TEXT EXCERPT -

%%

When she’s not studying transport methods and stochastic media, Vu enjoys weightlifting, eating good food, and basking in the sun.

Dissertation Research Q+A with Emily Vu

Vu’s dissertation topic is on developing a statistical condensed history model that will allow for electron transport in stochastic media while accounting for the underlying randomness of stochastic material mixtures. The common denominator between this and the research she did for her paper, is that both are modeling particle transport in stochastic media, but the way neutrons and electrons are handled is very different.

Vu explains the research she is currently working on for her dissertation:

Tell us a bit about your research:

Like any other particle, the random trajectory of electrons can be modeled using a Monte Carlo approach. However, simulating electrons in this way is computationally expensive because of the number of interactions an electron experiences within a short distance. 

A common and widely-used method for electron transport that addresses this long runtime is the condensed history method. This method segments electron interactions into step and substep lengths and computes the global angular deflection and energy loss of the electron within those steps and substeps. However, this method assumes a homogeneous background material and does not work well on problems with many material boundaries often found in stochastic media. 

My dissertation topic is on developing a statistical condensed history model that will allow for electron transport in stochastic media while accounting for the underlying randomness of stochastic material mixtures. 

What problem is your research aiming to solve?

%%

DATA SUPPLIED -
%%

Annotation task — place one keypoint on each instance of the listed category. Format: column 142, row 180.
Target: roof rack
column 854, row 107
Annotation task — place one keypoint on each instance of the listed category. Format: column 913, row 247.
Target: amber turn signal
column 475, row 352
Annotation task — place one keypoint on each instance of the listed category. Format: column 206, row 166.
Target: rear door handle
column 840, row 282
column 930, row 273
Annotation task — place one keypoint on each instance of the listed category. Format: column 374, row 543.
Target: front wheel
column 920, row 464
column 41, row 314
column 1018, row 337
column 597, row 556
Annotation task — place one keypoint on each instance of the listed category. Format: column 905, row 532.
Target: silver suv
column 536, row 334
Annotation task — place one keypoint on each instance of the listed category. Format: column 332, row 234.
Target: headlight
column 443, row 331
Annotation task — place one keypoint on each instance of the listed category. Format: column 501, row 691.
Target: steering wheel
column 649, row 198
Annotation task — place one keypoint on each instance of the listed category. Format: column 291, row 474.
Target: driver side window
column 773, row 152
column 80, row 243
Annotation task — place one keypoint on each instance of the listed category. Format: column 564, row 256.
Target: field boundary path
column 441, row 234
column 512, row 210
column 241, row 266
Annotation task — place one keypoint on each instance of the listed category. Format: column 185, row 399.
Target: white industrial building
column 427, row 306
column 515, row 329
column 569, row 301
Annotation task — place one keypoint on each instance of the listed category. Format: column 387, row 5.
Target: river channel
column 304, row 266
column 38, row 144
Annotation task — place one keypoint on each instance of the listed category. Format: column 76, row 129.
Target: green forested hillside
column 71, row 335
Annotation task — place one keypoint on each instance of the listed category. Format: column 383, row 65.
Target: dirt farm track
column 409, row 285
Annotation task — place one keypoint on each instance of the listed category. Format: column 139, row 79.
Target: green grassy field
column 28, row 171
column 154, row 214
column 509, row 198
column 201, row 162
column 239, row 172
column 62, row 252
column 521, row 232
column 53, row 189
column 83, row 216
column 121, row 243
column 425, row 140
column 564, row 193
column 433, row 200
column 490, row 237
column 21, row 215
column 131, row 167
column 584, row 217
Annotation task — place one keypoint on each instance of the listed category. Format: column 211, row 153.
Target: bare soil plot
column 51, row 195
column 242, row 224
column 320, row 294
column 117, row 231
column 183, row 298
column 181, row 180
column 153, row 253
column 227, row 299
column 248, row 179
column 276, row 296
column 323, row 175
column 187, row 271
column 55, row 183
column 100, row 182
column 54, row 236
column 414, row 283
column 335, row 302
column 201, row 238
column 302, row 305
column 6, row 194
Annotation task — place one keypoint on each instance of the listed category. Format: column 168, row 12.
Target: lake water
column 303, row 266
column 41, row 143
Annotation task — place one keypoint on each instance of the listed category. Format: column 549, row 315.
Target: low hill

%%

QUESTIONS TO ANSWER -
A - According to the interview with Emily Vu, why is simulating electrons with a Monte Carlo approach computationally expensive?
B - Decide whether each statement agrees with the interview with Emily Vu, answering yes or no and quoting the words that settle it:
(i) The condensed history method assumes a homogeneous background material.
(ii) Vu's paper and her dissertation handle neutrons and electrons in the same way.
(iii) The condensed history method works well on problems with many material boundaries.

OUTPUTS IN ORDER -
A - Because of the number of interactions an electron experiences within a short distance.

B -
(i) Yes: "this method assumes a homogeneous background material"
(ii) No: "the way neutrons and electrons are handled is very different"
(iii) No: "does not work well on problems with many material boundaries often found in stochastic media"